TEXT TO READ:
In [14]: dset_dict_tas.keys()
Out[14]: dict_keys(['CMIP.NCAR.CESM2-WACCM-FV2.abrupt-4xCO2.Amon.gn', 'CMIP.NCAR.CESM2-WACCM.abrupt-4xCO2.Amon.gn', 'CMIP.NCAR.CESM2-WACCM.piControl.Amon.gn', 'CMIP.NCAR.CESM2-FV2.abrupt-4xCO2.Amon.gn', 'CMIP.NCAR.CESM2.piControl.Amon.gn', 'CMIP.NCAR.CESM2.abrupt-4xCO2.Amon.gn', 'CMIP.NCAR.CESM2-WACCM-FV2.piControl.Amon.gn', 'CMIP.NCAR.CESM2-FV2.piControl.Amon.gn'])

view this post on Zulip Anderson Banihirwe (Jun 16 2021 at 16:44):

My current speculation is that the issue has to with dask/intake-esm. I haven't found the exact culprit, but I have a working/temporary solution.

I will do a full investigation of the issue in the coming days....

view this post on Zulip Daniel Marsh (Jun 16 2021 at 17:10):

Thanks - that works! Since I was planning on using dask anyway this is good.

RAW DATA:
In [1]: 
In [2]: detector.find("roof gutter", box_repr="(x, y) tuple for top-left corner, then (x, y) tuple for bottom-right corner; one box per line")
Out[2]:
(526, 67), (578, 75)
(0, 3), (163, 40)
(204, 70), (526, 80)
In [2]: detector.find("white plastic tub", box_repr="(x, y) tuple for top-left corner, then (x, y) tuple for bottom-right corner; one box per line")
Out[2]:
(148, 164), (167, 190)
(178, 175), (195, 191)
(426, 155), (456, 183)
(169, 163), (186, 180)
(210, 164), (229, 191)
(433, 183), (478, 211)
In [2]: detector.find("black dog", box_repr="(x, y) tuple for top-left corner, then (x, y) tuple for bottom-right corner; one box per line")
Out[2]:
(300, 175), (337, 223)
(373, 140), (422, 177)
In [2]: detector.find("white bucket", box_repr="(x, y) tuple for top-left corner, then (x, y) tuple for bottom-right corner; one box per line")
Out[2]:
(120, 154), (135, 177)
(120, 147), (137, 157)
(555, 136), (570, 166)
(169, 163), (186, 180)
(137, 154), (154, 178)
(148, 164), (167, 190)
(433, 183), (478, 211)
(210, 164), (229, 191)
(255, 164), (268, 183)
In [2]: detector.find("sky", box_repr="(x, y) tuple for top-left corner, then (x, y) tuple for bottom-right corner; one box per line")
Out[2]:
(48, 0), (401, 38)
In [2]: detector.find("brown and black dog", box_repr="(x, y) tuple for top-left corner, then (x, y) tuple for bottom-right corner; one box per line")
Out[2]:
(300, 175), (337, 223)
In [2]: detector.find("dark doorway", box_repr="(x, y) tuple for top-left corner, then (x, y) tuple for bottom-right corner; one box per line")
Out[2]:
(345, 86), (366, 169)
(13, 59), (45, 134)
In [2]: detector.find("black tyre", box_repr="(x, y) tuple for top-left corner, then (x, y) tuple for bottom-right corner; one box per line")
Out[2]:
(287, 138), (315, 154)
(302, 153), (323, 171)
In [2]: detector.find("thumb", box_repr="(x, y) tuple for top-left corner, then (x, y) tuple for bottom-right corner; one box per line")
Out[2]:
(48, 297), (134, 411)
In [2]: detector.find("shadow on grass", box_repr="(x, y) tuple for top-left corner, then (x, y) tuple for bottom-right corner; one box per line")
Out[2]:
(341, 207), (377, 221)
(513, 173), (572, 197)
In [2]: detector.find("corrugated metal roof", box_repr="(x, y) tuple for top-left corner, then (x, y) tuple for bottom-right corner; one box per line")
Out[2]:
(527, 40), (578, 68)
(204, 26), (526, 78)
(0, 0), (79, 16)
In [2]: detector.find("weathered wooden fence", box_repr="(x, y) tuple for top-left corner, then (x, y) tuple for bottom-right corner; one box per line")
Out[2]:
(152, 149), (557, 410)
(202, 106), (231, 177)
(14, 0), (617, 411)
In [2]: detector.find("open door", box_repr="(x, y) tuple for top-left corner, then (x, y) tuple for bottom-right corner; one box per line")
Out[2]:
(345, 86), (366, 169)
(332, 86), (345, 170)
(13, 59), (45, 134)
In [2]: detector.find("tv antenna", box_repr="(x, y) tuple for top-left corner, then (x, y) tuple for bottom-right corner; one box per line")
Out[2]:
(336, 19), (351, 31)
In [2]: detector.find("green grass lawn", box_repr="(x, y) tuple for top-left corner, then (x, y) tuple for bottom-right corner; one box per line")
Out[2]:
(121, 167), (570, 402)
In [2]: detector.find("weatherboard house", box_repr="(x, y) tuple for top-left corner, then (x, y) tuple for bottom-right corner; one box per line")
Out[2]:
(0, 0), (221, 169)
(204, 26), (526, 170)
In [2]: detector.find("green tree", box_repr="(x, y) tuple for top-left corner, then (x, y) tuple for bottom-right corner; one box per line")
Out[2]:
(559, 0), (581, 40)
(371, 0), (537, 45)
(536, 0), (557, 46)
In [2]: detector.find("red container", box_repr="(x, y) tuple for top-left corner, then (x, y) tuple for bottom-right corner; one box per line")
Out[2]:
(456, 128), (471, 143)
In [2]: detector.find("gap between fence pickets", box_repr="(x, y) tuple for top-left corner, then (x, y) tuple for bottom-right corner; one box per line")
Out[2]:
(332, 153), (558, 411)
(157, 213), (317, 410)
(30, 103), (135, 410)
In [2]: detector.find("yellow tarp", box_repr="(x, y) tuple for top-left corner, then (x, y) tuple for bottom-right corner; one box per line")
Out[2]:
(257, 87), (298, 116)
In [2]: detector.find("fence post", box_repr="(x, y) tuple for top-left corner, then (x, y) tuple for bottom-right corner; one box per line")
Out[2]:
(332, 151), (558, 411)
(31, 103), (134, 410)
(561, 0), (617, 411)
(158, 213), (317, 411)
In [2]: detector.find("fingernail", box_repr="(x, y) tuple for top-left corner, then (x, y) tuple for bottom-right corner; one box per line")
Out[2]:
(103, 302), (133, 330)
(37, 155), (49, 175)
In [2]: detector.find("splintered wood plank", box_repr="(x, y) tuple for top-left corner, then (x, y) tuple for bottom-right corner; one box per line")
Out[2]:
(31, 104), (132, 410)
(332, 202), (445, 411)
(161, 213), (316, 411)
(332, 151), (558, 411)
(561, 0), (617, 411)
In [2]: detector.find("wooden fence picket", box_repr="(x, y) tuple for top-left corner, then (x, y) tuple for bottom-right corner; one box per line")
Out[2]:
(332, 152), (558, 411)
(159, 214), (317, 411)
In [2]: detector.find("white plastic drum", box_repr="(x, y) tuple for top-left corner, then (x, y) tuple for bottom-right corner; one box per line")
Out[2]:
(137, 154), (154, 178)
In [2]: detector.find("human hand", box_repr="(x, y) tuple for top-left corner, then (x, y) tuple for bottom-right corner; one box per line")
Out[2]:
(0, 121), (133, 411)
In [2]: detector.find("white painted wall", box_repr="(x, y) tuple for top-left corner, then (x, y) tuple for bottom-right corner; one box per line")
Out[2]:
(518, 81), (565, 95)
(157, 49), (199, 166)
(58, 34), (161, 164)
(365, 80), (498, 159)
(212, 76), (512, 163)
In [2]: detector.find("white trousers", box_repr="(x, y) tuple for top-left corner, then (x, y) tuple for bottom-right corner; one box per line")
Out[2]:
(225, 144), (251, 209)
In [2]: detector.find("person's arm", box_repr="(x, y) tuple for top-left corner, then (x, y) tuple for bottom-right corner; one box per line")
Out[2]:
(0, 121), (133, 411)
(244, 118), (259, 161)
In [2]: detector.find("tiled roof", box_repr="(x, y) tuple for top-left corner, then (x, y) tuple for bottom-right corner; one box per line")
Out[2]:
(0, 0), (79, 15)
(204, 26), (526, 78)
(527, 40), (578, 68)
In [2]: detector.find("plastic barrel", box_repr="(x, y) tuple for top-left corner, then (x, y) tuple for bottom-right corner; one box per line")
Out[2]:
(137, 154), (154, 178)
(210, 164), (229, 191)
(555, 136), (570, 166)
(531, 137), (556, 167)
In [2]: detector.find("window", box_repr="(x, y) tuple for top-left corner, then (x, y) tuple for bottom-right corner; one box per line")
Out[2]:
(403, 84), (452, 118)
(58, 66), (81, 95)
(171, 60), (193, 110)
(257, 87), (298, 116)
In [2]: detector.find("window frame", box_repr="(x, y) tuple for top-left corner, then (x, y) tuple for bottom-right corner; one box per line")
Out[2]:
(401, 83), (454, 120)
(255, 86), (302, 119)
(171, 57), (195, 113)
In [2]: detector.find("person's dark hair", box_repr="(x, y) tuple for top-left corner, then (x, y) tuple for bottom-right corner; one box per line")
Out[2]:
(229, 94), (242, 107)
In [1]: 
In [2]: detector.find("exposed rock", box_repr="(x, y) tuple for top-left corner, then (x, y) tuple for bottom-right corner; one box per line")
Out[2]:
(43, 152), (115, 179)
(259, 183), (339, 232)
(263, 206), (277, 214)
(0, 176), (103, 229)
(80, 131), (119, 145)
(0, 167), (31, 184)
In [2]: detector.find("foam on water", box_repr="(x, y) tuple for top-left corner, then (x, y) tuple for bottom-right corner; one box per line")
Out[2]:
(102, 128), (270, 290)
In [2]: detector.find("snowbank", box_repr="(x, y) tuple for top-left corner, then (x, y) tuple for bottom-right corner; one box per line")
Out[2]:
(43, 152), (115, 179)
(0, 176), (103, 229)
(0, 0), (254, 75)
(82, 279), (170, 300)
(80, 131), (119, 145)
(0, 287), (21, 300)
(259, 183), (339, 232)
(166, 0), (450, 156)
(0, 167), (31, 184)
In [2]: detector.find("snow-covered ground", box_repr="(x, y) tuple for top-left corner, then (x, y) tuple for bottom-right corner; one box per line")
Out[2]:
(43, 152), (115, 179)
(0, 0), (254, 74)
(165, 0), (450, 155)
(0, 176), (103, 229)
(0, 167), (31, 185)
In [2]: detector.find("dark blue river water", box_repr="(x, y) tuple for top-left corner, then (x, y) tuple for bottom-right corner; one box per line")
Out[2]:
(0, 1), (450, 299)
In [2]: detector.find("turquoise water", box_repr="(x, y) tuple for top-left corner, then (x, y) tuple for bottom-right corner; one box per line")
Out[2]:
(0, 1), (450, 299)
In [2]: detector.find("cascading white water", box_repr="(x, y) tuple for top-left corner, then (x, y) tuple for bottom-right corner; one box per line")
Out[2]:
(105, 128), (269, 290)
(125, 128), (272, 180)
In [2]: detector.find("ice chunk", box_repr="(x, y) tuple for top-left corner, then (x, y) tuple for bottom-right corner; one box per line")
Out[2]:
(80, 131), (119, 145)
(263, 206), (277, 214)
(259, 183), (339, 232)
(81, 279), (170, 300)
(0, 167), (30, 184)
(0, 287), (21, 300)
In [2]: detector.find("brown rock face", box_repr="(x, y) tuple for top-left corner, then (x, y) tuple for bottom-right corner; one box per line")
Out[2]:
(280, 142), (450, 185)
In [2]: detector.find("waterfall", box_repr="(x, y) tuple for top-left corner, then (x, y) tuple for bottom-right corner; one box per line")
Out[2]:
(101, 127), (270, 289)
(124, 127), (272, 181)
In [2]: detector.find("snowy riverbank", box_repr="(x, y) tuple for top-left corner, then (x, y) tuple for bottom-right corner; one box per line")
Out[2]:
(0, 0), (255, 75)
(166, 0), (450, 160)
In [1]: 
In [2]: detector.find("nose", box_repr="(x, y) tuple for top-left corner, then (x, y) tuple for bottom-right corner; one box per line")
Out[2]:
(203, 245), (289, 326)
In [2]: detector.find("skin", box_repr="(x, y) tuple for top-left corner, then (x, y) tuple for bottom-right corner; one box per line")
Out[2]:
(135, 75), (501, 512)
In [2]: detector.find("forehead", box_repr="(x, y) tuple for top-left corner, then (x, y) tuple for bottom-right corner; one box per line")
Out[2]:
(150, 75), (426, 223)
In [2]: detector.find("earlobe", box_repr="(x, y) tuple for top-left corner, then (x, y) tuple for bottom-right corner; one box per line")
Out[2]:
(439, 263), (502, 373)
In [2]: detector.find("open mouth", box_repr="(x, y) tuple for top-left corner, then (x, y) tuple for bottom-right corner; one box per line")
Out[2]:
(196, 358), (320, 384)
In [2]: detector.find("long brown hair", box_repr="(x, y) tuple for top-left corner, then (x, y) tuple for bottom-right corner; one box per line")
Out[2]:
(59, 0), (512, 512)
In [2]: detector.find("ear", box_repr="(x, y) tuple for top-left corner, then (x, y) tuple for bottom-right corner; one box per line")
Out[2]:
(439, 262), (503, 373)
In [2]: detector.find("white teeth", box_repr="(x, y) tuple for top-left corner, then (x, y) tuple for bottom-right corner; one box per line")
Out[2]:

PARTS OF THE EXERCISE:
1. Reproduce the stretch of the forum thread from "view this post on Zulip Anderson" through "a working/temporary solution.".
2. Answer these questions from the forum thread:
(a) According to Anderson Banihirwe's speculation, what does the issue have to do with?
(b) On what date and at what time did Daniel Marsh post his reply?
(c) What was Daniel Marsh already planning on using?

EXERCISE RESPONSES:
1.
view this post on Zulip Anderson Banihirwe (Jun 16 2021 at 16:44):

My current speculation is that the issue has to with dask/intake-esm. I haven't found the exact culprit, but I have a working/temporary solution.

2.
(a) dask/intake-esm
(b) Jun 16 2021 at 17:10
(c) dask